▶ ACTIVITY: Count the lines in the items below that contain the word "pixels" and reply with that number alone.

'''

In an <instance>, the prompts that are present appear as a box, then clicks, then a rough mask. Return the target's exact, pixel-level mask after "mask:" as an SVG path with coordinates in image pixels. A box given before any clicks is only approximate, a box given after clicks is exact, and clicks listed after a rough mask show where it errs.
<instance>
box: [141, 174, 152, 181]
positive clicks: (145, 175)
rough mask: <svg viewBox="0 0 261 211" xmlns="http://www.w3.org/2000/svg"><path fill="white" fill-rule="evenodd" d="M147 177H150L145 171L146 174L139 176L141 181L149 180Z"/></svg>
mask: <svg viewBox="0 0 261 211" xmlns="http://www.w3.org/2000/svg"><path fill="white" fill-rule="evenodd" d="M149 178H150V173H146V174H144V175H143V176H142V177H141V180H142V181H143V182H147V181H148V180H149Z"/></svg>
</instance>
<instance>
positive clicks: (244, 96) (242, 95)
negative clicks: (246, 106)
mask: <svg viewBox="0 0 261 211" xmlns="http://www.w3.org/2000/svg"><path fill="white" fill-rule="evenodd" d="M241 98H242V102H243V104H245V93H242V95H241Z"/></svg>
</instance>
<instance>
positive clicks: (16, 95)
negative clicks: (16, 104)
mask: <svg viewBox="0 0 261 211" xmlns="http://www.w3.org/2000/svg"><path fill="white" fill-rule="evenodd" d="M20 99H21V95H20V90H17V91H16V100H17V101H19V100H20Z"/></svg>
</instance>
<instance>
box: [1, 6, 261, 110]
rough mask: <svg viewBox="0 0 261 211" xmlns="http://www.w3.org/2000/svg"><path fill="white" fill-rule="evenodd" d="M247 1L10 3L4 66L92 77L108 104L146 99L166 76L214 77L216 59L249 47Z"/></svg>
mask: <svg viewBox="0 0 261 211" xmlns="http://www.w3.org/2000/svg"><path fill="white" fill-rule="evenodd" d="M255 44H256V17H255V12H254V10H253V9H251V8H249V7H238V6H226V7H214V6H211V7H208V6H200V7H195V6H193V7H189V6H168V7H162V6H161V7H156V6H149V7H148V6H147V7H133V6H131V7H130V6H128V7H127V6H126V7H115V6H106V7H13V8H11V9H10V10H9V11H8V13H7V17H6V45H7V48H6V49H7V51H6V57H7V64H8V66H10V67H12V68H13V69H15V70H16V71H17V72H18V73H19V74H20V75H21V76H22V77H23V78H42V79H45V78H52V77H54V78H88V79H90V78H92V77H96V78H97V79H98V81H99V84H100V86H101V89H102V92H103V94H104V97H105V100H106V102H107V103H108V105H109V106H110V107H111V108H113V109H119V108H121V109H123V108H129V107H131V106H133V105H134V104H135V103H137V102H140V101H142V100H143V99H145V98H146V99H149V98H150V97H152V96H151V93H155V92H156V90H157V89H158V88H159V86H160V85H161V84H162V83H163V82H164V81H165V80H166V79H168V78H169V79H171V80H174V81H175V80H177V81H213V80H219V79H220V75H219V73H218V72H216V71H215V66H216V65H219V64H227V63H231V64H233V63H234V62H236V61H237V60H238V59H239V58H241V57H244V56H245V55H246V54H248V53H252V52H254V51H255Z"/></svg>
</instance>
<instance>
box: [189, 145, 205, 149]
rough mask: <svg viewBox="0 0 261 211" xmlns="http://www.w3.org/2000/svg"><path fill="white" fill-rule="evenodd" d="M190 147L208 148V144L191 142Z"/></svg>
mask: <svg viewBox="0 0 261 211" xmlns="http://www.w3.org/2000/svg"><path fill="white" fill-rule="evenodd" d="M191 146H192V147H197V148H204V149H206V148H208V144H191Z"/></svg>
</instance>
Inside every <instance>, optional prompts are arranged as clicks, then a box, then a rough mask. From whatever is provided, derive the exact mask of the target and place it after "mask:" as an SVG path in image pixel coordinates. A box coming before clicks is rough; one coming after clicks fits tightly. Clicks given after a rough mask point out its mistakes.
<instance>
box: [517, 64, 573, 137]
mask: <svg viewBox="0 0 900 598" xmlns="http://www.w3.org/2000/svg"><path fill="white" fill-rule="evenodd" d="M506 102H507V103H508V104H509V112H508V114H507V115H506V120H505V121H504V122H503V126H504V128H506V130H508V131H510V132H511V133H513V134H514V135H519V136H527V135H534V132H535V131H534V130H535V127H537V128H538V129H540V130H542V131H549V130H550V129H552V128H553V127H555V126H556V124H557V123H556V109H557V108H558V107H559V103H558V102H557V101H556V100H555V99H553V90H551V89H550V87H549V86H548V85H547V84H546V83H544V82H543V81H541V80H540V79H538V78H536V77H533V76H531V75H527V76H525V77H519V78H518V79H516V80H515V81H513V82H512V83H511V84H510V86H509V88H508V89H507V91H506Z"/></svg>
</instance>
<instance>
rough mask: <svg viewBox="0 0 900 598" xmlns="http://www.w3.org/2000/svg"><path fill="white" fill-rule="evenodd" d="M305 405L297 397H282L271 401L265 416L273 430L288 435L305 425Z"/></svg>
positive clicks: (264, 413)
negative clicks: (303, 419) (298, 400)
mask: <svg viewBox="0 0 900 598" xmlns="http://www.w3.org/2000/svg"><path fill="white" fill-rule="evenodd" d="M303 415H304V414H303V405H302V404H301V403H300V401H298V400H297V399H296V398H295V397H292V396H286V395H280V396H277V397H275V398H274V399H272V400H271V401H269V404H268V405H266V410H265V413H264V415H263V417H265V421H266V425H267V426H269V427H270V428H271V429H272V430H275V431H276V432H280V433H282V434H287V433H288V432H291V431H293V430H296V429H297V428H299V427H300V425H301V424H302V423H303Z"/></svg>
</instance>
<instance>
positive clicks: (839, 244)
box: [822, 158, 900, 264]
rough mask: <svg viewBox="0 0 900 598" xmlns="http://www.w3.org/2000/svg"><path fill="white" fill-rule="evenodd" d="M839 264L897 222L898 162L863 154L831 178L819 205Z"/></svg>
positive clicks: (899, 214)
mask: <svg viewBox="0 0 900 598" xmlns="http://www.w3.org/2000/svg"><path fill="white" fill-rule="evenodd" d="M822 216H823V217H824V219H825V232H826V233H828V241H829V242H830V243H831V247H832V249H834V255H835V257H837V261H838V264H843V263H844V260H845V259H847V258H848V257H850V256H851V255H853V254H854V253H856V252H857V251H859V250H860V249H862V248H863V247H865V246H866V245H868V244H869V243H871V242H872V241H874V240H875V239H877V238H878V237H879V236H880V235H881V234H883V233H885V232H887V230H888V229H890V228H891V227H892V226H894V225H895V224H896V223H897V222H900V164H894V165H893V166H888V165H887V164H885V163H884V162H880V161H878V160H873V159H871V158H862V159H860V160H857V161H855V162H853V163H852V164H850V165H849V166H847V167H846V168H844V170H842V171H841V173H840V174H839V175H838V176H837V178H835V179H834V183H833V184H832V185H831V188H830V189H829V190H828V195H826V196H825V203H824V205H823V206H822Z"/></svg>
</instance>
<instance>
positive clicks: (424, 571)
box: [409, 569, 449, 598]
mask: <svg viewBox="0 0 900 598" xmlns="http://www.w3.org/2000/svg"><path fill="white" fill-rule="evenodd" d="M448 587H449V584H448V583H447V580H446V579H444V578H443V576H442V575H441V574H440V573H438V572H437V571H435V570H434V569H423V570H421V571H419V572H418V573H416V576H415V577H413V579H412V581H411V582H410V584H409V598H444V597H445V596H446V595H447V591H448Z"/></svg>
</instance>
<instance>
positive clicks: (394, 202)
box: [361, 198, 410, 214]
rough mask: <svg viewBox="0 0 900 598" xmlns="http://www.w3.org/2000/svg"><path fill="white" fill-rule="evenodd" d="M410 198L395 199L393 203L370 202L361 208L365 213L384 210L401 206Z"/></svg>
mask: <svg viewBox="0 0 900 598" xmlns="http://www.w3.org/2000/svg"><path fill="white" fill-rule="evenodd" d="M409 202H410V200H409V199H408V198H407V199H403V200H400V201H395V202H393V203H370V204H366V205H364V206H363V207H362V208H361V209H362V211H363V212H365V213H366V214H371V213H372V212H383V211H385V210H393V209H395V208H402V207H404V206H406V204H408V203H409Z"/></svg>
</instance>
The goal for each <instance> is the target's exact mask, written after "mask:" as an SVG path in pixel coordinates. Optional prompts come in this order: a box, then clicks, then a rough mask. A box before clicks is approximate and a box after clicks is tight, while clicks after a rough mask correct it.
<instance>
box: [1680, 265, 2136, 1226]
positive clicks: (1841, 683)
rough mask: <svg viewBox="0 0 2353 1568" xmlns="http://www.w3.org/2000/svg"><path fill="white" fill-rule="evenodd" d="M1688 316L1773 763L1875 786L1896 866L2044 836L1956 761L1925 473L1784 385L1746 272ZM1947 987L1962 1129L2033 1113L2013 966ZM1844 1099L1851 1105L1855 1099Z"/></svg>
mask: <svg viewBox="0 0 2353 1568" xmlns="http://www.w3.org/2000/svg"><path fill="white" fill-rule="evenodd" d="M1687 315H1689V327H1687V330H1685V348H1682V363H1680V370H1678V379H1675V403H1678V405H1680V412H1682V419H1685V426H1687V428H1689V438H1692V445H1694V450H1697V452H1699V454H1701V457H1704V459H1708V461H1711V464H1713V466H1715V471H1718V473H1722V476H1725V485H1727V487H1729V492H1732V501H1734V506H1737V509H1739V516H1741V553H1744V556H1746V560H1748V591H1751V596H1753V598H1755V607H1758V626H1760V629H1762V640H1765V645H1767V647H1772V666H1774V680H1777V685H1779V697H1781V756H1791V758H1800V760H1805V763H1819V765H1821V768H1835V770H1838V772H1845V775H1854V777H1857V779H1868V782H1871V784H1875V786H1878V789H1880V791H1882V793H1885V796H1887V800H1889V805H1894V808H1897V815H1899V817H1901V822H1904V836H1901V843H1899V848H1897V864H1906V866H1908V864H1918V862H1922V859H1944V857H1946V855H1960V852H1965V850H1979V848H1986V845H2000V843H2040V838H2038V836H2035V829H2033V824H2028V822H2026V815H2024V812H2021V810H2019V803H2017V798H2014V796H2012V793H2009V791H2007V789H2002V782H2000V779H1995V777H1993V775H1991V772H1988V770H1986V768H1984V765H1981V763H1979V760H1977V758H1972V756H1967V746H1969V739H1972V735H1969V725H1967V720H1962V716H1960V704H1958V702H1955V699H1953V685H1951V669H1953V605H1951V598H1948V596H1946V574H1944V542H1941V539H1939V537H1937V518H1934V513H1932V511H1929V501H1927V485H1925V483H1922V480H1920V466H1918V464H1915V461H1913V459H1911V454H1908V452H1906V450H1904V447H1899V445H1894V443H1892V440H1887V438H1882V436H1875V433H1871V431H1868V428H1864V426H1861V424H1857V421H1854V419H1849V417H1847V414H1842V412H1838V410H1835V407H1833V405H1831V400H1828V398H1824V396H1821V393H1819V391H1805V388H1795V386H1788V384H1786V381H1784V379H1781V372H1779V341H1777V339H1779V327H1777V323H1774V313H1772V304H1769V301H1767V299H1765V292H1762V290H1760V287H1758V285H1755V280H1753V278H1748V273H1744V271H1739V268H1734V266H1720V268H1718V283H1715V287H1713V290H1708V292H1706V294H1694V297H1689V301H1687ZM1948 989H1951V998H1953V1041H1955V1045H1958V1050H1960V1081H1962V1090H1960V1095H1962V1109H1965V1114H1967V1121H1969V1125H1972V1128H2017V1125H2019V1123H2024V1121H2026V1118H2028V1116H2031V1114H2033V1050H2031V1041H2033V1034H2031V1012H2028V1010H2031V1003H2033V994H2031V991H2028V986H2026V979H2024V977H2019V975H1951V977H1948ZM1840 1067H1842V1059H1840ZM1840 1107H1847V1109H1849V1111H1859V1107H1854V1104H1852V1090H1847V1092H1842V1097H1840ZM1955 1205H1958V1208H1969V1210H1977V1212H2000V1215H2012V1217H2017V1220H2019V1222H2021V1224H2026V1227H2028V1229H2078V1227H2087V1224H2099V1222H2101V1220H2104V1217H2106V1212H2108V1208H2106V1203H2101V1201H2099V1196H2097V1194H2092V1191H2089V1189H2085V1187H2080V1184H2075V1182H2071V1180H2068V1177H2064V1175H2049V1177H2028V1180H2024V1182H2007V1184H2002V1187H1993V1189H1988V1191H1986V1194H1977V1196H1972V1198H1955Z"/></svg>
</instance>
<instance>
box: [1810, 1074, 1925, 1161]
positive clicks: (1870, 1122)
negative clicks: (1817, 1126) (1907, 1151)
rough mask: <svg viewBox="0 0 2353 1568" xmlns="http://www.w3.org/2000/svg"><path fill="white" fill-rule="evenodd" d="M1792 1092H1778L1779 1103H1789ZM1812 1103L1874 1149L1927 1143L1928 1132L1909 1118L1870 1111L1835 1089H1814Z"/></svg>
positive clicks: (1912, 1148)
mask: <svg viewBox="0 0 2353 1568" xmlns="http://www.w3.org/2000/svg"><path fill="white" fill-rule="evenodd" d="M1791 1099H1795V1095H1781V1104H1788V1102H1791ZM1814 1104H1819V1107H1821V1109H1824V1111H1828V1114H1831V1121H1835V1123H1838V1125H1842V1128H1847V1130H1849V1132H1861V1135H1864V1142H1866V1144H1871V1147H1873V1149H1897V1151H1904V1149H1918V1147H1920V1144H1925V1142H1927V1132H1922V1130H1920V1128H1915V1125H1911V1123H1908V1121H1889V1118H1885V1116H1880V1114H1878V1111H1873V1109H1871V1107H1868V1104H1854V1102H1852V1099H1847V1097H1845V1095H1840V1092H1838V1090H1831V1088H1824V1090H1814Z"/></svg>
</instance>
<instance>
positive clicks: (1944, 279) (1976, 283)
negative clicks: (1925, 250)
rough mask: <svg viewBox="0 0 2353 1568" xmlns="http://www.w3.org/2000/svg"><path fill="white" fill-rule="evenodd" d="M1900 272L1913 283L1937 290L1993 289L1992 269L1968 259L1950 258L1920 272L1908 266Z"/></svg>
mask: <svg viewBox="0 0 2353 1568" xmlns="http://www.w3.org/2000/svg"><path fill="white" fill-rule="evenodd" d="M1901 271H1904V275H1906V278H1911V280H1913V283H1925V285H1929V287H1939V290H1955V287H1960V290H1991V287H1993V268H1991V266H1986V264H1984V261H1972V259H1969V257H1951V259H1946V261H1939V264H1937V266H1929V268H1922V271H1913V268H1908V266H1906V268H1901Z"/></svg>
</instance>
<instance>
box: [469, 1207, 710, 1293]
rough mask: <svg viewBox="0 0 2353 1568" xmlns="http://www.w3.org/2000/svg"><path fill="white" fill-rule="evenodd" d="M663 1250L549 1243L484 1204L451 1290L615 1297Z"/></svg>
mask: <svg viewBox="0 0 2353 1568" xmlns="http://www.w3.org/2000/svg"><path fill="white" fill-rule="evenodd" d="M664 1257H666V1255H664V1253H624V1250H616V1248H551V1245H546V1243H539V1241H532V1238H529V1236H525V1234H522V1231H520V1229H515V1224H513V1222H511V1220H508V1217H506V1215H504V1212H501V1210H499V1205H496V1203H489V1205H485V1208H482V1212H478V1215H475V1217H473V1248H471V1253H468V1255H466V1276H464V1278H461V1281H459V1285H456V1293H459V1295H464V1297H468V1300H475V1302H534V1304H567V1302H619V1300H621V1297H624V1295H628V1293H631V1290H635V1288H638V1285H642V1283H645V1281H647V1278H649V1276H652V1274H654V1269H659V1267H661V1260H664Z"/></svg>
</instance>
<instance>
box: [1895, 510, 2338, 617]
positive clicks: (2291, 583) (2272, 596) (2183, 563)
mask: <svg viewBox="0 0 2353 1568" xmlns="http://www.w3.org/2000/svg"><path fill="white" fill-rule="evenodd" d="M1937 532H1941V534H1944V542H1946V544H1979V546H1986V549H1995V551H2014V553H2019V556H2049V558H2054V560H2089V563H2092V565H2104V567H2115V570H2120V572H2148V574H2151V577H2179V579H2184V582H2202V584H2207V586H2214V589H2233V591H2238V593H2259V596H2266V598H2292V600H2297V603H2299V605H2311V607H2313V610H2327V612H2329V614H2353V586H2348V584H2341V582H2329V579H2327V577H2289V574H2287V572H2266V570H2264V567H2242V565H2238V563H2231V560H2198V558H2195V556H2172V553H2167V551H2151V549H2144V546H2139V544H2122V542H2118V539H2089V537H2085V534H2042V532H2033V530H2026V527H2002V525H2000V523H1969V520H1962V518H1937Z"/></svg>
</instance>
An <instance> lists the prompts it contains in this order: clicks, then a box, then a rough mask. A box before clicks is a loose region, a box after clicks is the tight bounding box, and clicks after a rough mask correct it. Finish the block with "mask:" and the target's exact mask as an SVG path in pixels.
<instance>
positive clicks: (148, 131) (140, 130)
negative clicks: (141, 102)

'''

▶ WRITTEN ANSWER: 2